BRIEF: Please report how many lines in the material below contain the string "dark", treating uppercase and lowercase as distinct, and give only the number.

EXERCISE DATA:
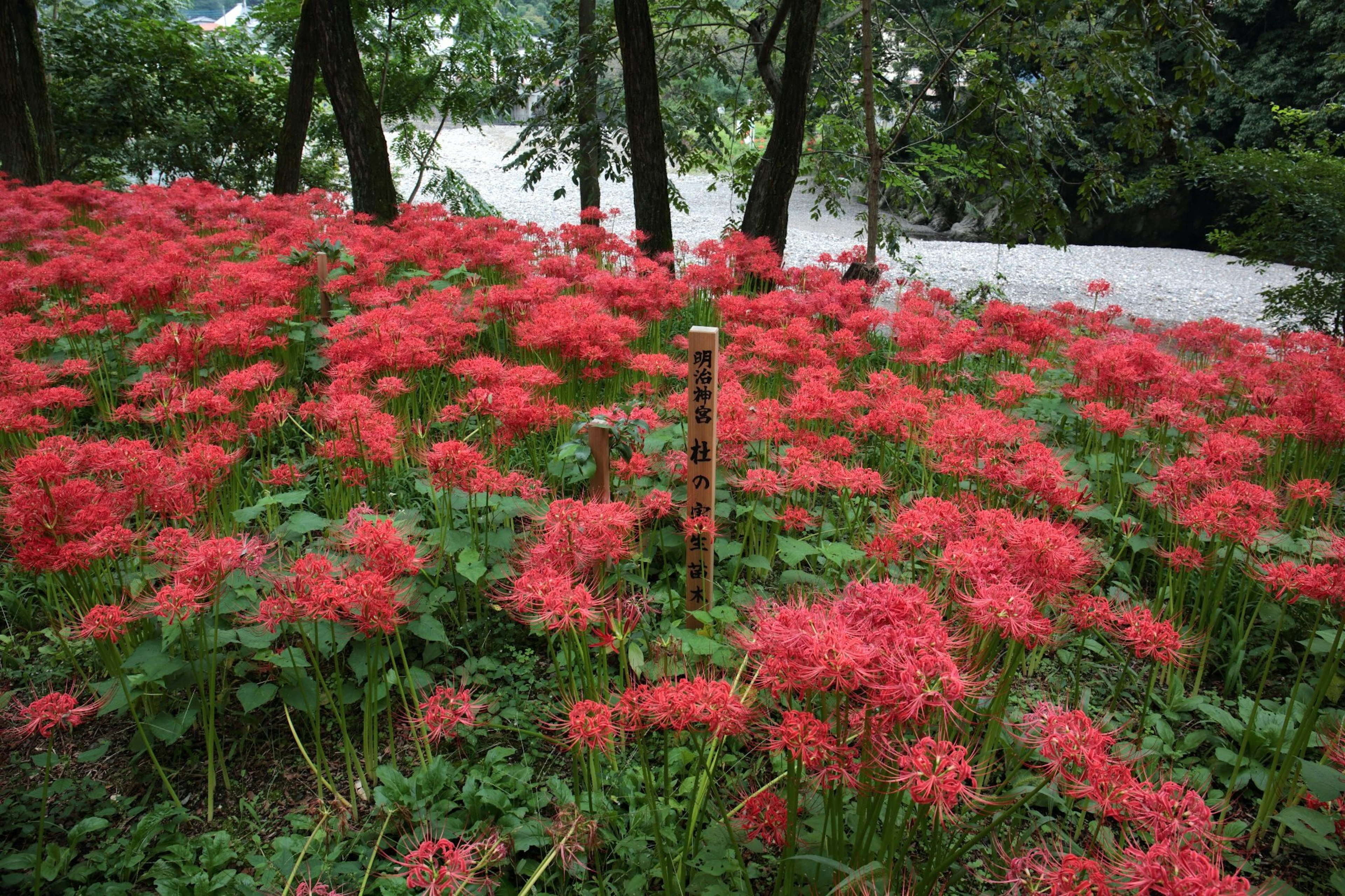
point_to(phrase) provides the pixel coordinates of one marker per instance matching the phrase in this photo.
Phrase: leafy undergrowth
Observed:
(1005, 600)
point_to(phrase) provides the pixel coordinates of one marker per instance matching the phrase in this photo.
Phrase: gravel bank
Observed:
(1164, 284)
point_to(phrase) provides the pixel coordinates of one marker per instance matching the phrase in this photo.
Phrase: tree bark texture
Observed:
(767, 213)
(871, 134)
(588, 166)
(645, 126)
(357, 112)
(27, 134)
(299, 103)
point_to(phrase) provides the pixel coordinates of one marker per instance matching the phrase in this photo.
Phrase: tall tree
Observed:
(645, 126)
(589, 163)
(357, 112)
(299, 103)
(767, 213)
(27, 136)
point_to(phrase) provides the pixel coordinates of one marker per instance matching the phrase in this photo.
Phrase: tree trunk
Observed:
(868, 270)
(357, 113)
(645, 126)
(27, 135)
(299, 103)
(767, 213)
(588, 166)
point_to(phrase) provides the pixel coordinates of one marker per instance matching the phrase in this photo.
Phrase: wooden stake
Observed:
(600, 449)
(325, 308)
(703, 400)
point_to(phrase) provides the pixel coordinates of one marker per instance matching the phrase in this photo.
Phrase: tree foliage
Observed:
(1288, 205)
(140, 96)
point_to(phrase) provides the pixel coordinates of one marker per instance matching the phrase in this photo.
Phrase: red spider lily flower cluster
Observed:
(442, 867)
(1169, 841)
(446, 709)
(53, 712)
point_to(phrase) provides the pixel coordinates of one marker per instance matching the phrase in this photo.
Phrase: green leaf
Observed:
(793, 551)
(302, 524)
(168, 728)
(1324, 782)
(95, 754)
(152, 662)
(635, 656)
(255, 695)
(256, 637)
(428, 627)
(1312, 829)
(757, 562)
(87, 827)
(841, 554)
(724, 548)
(284, 500)
(470, 565)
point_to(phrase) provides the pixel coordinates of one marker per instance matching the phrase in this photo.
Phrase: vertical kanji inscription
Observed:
(703, 392)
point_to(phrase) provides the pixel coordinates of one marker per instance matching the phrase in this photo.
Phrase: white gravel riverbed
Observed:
(1164, 284)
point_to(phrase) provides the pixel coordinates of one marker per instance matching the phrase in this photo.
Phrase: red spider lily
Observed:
(382, 547)
(447, 708)
(1110, 420)
(575, 837)
(440, 867)
(1091, 611)
(1171, 868)
(689, 704)
(795, 520)
(1042, 872)
(760, 482)
(105, 622)
(809, 741)
(589, 724)
(937, 774)
(1152, 638)
(178, 602)
(1098, 289)
(1008, 610)
(1238, 512)
(657, 503)
(765, 817)
(1281, 579)
(45, 715)
(1067, 739)
(546, 597)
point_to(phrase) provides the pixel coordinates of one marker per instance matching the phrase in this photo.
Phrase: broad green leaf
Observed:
(302, 524)
(841, 554)
(793, 551)
(1324, 782)
(428, 627)
(470, 565)
(253, 695)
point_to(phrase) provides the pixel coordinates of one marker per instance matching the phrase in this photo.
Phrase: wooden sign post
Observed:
(320, 263)
(703, 396)
(600, 449)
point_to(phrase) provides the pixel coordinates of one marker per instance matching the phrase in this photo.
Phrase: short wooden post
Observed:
(600, 449)
(325, 305)
(703, 393)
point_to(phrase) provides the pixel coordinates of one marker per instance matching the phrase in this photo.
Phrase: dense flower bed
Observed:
(984, 575)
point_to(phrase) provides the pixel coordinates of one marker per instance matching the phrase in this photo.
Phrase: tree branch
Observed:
(765, 43)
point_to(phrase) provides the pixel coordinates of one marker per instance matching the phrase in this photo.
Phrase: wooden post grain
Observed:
(703, 393)
(325, 305)
(600, 449)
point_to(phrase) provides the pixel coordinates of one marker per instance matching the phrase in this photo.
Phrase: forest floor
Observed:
(1164, 284)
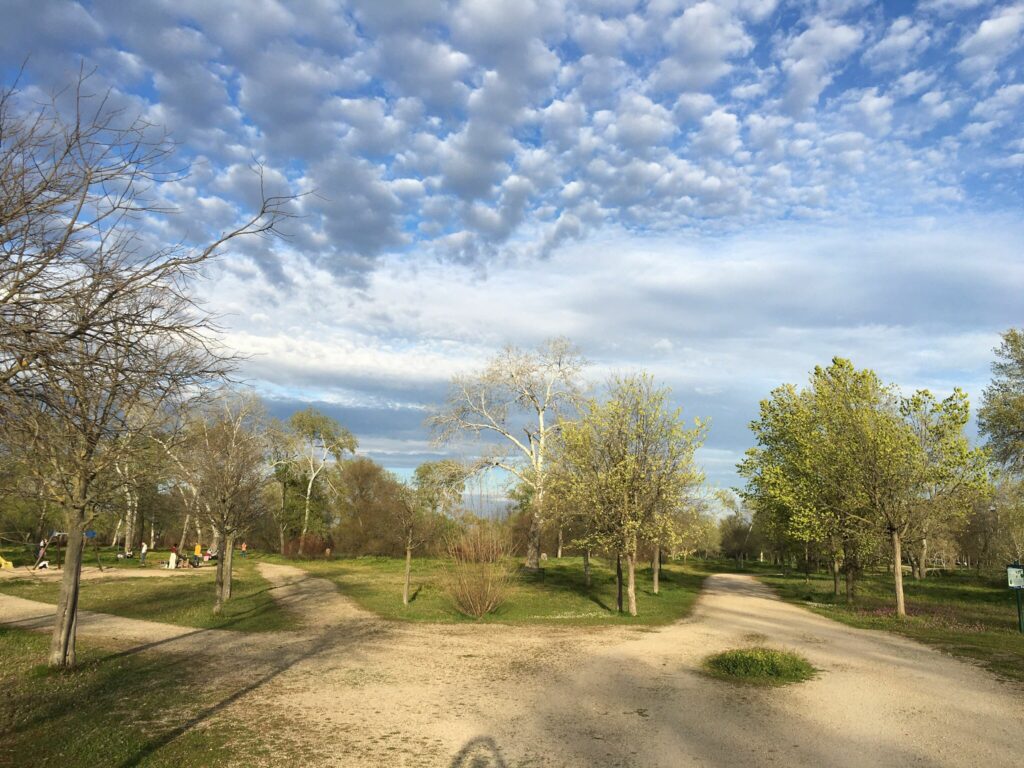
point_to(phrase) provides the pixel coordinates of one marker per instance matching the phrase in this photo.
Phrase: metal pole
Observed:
(1020, 611)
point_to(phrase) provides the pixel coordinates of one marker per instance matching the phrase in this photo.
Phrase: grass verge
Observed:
(964, 613)
(184, 599)
(759, 666)
(556, 595)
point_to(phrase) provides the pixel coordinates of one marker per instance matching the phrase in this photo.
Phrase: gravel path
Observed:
(372, 692)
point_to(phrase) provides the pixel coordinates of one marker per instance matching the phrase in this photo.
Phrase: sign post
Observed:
(1015, 580)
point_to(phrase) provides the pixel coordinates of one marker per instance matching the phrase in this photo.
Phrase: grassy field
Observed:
(184, 599)
(107, 556)
(123, 709)
(559, 597)
(966, 614)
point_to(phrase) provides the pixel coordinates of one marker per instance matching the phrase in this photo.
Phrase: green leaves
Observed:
(1000, 418)
(628, 464)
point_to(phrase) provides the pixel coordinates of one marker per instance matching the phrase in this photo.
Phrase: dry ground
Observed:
(368, 692)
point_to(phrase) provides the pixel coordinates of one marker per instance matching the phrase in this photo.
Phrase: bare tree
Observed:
(523, 393)
(226, 465)
(95, 322)
(320, 438)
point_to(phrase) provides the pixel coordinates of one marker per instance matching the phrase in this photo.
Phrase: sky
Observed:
(722, 194)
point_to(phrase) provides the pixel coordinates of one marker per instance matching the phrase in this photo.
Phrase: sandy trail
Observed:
(373, 692)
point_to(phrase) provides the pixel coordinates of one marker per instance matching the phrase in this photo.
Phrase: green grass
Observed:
(107, 556)
(184, 599)
(760, 666)
(961, 612)
(561, 597)
(121, 710)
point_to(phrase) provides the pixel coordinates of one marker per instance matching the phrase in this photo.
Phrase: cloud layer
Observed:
(725, 193)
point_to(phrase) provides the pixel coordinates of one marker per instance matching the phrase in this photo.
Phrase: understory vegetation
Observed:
(963, 612)
(555, 594)
(123, 709)
(183, 599)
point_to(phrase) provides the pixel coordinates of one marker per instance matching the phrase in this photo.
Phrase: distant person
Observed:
(41, 555)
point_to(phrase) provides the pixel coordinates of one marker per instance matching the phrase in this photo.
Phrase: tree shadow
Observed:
(479, 753)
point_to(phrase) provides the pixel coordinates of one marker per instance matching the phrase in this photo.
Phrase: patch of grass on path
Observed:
(760, 667)
(961, 612)
(183, 599)
(560, 597)
(118, 710)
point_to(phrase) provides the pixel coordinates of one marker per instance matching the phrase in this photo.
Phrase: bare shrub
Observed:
(480, 570)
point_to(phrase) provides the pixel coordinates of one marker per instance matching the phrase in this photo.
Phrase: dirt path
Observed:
(372, 692)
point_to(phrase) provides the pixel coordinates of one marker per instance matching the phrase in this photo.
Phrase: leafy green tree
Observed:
(955, 475)
(1000, 418)
(848, 460)
(629, 461)
(320, 439)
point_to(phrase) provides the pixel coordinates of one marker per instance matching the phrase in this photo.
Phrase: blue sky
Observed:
(724, 194)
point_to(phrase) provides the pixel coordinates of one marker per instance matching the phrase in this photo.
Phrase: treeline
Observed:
(849, 473)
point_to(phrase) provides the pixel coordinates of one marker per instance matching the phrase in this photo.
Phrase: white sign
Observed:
(1015, 578)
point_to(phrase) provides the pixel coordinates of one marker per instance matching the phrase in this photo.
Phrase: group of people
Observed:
(198, 558)
(177, 560)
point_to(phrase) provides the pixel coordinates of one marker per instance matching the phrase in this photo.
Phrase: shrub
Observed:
(479, 572)
(760, 666)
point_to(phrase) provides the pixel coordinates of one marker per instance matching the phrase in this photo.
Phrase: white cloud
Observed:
(995, 38)
(903, 42)
(809, 58)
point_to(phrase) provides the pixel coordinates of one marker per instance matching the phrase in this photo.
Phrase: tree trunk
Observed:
(409, 573)
(131, 514)
(305, 515)
(631, 585)
(62, 640)
(898, 571)
(218, 603)
(619, 582)
(534, 542)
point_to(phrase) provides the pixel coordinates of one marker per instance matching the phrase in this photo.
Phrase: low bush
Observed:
(760, 666)
(480, 571)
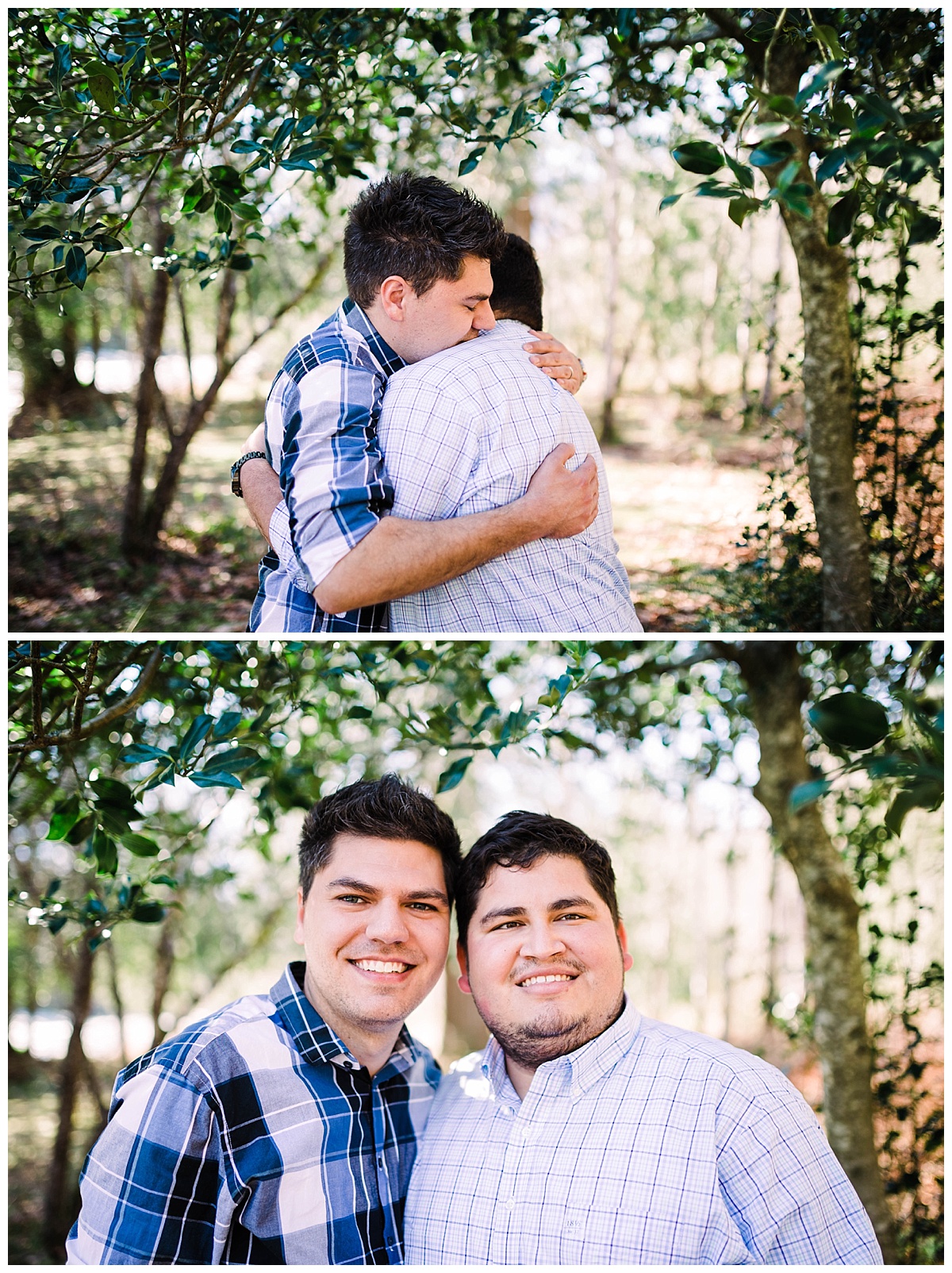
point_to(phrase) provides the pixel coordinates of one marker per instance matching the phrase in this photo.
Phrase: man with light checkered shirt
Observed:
(463, 433)
(585, 1133)
(416, 257)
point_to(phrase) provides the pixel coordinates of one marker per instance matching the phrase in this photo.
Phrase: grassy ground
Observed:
(682, 484)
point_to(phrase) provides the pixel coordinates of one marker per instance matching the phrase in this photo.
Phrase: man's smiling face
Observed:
(545, 963)
(374, 929)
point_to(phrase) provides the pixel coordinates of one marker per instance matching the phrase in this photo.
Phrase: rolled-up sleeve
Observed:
(322, 421)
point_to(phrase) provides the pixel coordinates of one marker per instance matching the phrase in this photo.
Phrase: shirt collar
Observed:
(582, 1068)
(350, 314)
(315, 1039)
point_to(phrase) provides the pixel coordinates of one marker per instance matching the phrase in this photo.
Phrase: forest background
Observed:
(736, 217)
(771, 810)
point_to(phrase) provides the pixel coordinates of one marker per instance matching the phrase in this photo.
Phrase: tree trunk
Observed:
(827, 390)
(135, 543)
(834, 964)
(59, 1201)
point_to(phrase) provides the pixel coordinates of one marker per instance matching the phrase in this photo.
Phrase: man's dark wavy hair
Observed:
(518, 840)
(517, 284)
(387, 809)
(419, 228)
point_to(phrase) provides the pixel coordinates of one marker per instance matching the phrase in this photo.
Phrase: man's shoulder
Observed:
(236, 1039)
(493, 356)
(722, 1063)
(334, 341)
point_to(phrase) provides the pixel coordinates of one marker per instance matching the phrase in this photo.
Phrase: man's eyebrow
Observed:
(360, 886)
(501, 913)
(572, 904)
(349, 883)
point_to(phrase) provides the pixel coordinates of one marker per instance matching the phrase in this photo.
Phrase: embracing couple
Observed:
(307, 1127)
(411, 470)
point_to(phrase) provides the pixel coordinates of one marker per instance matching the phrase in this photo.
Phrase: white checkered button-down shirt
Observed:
(649, 1144)
(463, 432)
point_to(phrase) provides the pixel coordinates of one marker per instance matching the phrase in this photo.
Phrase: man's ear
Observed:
(463, 979)
(393, 295)
(299, 927)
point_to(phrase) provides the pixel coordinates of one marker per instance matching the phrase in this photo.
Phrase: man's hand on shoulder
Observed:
(564, 502)
(558, 362)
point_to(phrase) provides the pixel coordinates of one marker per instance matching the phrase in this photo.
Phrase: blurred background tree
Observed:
(157, 790)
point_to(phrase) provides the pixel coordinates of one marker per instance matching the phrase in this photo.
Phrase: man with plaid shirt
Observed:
(282, 1128)
(416, 257)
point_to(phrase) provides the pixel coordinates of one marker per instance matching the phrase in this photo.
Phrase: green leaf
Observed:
(850, 721)
(227, 723)
(65, 817)
(140, 845)
(102, 92)
(106, 852)
(743, 172)
(471, 160)
(149, 913)
(190, 200)
(829, 38)
(202, 779)
(699, 157)
(739, 209)
(785, 106)
(825, 75)
(223, 217)
(842, 217)
(453, 775)
(82, 829)
(40, 233)
(196, 733)
(806, 794)
(75, 267)
(769, 153)
(231, 761)
(924, 229)
(140, 752)
(115, 794)
(830, 164)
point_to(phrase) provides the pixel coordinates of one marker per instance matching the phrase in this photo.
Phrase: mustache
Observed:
(531, 967)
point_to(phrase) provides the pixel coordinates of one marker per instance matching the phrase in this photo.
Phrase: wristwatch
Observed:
(237, 471)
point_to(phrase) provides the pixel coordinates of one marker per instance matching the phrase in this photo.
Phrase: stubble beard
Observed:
(553, 1034)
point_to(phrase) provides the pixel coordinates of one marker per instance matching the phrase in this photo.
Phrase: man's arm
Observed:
(400, 556)
(152, 1182)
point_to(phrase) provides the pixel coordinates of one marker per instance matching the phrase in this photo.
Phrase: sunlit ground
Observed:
(682, 485)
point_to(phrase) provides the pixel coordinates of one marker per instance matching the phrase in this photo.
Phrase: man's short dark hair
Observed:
(520, 839)
(387, 809)
(517, 284)
(418, 228)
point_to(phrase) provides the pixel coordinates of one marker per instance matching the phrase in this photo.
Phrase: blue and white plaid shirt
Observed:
(649, 1144)
(321, 438)
(255, 1137)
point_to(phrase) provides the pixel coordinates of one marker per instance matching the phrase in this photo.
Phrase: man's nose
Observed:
(386, 923)
(482, 317)
(540, 941)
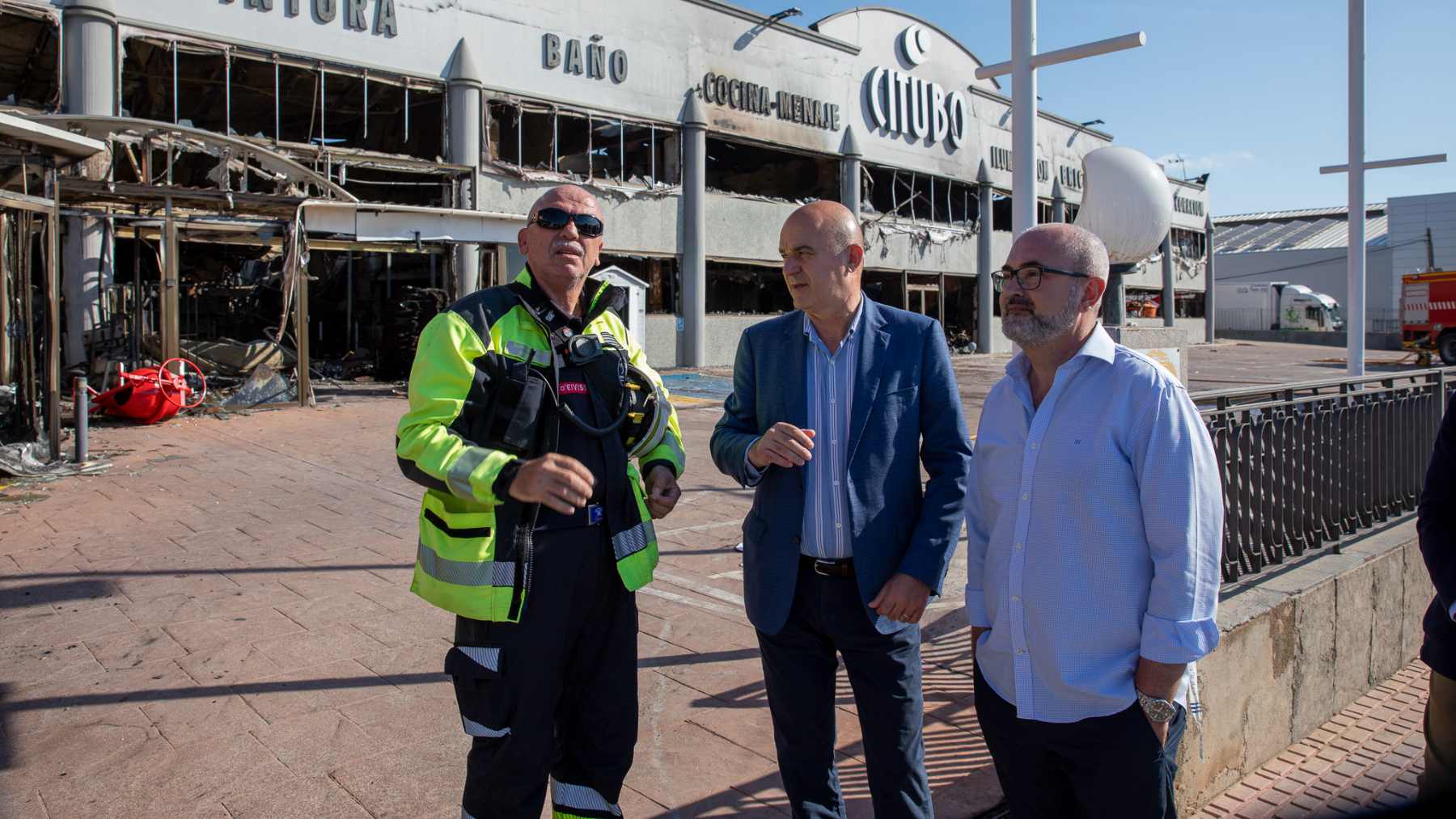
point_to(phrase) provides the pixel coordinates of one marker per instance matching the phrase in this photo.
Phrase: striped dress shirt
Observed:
(829, 383)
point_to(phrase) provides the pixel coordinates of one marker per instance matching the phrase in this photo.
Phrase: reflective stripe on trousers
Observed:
(633, 540)
(459, 475)
(580, 797)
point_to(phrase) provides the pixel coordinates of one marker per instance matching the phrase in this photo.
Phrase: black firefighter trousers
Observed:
(555, 694)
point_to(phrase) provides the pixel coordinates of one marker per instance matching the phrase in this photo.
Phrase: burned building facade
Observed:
(389, 149)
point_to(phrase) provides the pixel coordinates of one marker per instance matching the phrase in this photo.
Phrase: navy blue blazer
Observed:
(906, 412)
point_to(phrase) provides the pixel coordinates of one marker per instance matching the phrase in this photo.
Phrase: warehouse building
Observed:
(373, 159)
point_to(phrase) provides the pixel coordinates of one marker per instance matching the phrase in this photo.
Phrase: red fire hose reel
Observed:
(152, 395)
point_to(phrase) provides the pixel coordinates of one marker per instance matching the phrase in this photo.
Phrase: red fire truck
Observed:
(1428, 315)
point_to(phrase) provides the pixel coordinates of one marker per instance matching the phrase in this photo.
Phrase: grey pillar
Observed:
(1208, 281)
(1168, 280)
(466, 91)
(89, 29)
(849, 172)
(984, 293)
(692, 342)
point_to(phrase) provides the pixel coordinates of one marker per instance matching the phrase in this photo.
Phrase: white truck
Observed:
(1274, 306)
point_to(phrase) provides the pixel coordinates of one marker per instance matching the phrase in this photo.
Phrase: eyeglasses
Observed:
(557, 218)
(1030, 275)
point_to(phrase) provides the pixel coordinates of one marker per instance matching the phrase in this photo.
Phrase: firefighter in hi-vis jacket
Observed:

REPLY TO THE EXERCISE: 2